TASK REQUIREMENTS => Your answer should be only the lines below from the one with "Target: wooden bench" to the one with "Target: dirt ground around trunk", repeated exactly, ends included.

EXERCISE MATERIALS =>

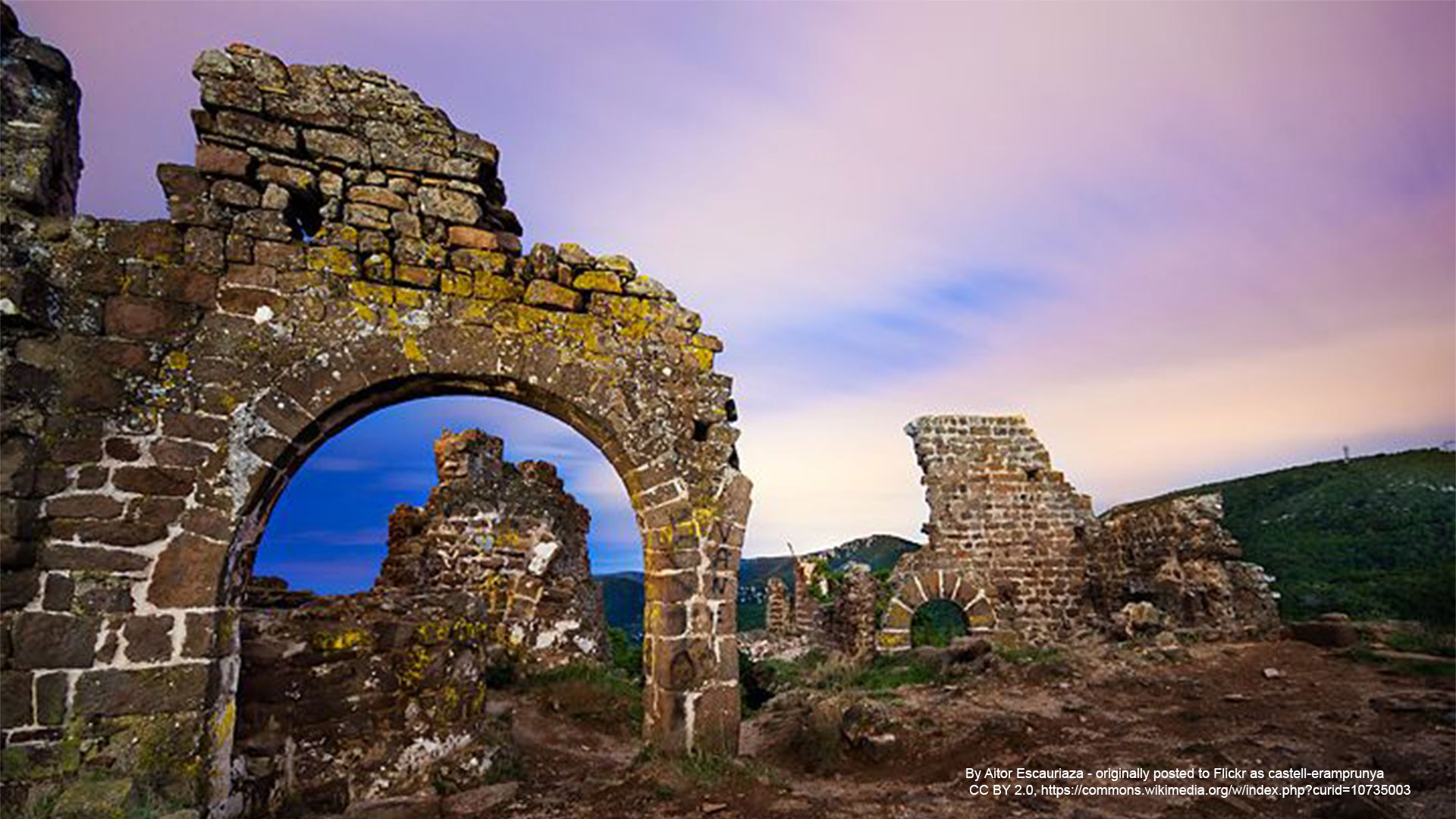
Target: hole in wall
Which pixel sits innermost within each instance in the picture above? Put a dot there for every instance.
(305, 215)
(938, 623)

* * *

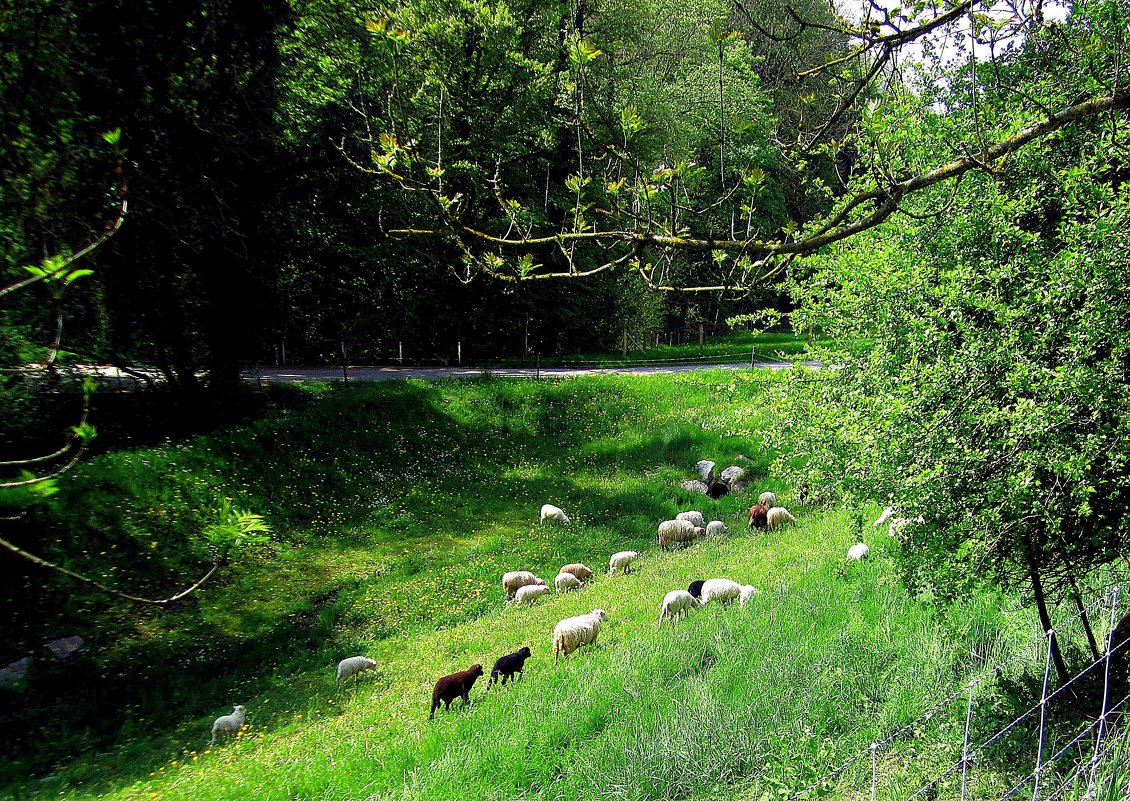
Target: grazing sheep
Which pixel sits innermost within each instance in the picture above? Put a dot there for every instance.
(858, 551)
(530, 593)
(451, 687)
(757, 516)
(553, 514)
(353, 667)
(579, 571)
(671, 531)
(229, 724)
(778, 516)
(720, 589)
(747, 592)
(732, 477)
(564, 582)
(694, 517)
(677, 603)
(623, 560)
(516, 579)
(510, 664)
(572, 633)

* * *

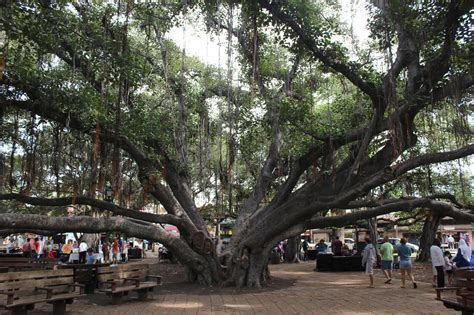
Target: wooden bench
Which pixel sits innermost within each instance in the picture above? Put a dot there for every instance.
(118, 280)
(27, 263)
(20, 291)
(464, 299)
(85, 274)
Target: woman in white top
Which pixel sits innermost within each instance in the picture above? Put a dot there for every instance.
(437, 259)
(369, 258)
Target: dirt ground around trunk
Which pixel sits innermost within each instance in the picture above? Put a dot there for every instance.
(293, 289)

ANSWER FOR THE TASK =>
Target: wooden bench
Which pixel sits innermost within each instance in the picture above? Put a dot there for every instance.
(118, 280)
(27, 263)
(20, 291)
(464, 299)
(85, 274)
Target: woman in white top
Which pixel sits innermost within each instance in the picture above? Put a dot there for every instance.
(437, 259)
(369, 258)
Target: dirt ground around trunk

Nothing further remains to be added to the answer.